AIM OF THE TASK | Switch "wooden table" to "cutting board" in the data from the line containing "Annotation spec — this batch focuses on the class wheat" through the end of the data, and give those lines back with nothing else changed.

--- start ---

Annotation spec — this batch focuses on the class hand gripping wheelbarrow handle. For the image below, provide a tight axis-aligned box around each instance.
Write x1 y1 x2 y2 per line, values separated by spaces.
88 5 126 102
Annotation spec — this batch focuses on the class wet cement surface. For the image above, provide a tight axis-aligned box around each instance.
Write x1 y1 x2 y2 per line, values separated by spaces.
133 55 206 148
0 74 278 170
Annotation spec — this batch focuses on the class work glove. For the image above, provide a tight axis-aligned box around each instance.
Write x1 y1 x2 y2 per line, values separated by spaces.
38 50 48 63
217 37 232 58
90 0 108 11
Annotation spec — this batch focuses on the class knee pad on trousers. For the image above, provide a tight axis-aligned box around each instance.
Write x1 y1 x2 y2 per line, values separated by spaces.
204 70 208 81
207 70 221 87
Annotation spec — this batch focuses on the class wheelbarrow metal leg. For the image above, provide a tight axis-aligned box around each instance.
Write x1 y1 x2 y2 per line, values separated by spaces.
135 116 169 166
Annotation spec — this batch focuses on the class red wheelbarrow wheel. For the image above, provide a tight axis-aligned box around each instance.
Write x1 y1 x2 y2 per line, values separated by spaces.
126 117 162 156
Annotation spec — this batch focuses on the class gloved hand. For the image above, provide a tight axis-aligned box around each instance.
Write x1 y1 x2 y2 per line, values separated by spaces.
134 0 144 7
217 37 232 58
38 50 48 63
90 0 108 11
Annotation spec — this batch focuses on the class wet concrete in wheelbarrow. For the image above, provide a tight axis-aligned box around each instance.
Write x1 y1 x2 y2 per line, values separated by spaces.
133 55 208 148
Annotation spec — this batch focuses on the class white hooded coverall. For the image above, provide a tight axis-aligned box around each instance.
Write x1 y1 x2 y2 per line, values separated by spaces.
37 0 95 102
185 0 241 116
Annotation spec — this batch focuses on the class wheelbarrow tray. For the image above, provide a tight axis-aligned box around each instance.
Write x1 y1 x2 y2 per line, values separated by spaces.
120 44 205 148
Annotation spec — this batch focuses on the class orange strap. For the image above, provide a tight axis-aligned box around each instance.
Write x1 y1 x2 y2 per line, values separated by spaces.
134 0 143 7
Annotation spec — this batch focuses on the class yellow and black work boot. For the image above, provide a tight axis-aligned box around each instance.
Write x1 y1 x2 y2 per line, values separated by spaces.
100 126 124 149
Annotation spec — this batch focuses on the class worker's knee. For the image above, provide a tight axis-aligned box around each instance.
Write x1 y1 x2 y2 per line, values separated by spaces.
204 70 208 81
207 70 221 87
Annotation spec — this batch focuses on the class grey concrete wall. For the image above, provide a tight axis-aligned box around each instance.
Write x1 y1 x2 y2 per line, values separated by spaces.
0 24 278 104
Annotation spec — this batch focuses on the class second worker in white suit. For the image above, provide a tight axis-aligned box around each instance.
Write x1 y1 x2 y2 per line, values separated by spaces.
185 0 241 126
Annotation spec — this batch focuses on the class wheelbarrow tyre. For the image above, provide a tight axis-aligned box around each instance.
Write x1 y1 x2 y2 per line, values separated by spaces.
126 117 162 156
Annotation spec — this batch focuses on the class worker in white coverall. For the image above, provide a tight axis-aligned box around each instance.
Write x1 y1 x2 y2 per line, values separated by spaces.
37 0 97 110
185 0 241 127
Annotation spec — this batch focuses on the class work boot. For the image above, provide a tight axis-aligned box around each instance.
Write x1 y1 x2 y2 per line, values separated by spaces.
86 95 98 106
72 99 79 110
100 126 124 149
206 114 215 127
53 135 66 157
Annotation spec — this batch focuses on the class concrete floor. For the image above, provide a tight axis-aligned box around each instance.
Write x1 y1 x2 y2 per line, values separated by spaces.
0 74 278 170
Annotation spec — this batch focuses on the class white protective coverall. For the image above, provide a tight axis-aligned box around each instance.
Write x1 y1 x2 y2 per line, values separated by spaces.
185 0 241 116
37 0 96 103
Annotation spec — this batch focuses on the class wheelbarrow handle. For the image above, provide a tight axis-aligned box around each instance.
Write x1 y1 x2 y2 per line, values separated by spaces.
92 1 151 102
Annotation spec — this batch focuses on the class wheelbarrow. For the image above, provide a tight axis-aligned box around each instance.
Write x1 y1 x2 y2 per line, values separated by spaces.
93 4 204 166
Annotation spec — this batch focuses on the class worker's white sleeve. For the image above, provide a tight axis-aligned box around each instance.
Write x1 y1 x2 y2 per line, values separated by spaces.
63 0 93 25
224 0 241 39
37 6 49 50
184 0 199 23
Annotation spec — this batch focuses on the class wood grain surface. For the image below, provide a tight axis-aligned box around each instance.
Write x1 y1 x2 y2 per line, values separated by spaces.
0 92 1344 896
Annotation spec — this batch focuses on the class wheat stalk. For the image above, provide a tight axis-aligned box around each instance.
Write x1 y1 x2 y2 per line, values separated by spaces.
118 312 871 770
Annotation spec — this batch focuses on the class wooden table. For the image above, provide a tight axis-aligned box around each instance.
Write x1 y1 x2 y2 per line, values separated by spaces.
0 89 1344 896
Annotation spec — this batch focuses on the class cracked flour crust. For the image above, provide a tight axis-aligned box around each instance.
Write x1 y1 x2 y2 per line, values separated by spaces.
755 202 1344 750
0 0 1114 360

--- end ---

SOLUTION TO THIS TASK |
Annotation spec — this batch focuses on the class wheat stalk. For the image above, provide a tight axis-aligned box around each instance.
Write x1 y1 x2 y2 per line, values separated by spaces.
118 312 871 770
Annotation spec — this batch focuses on the class cutting board. For the image above, provide a tight axis-aligned box around each instance.
Write x1 y1 x2 y2 per line, values separated by spaces.
0 89 1344 896
Annotation spec — this batch focuses on the class cracked flour crust. For the image above, provide a tight axis-aligned box around each instance.
Write x1 y1 x2 y2 per line, values separated by spaces.
755 202 1344 750
0 0 1114 360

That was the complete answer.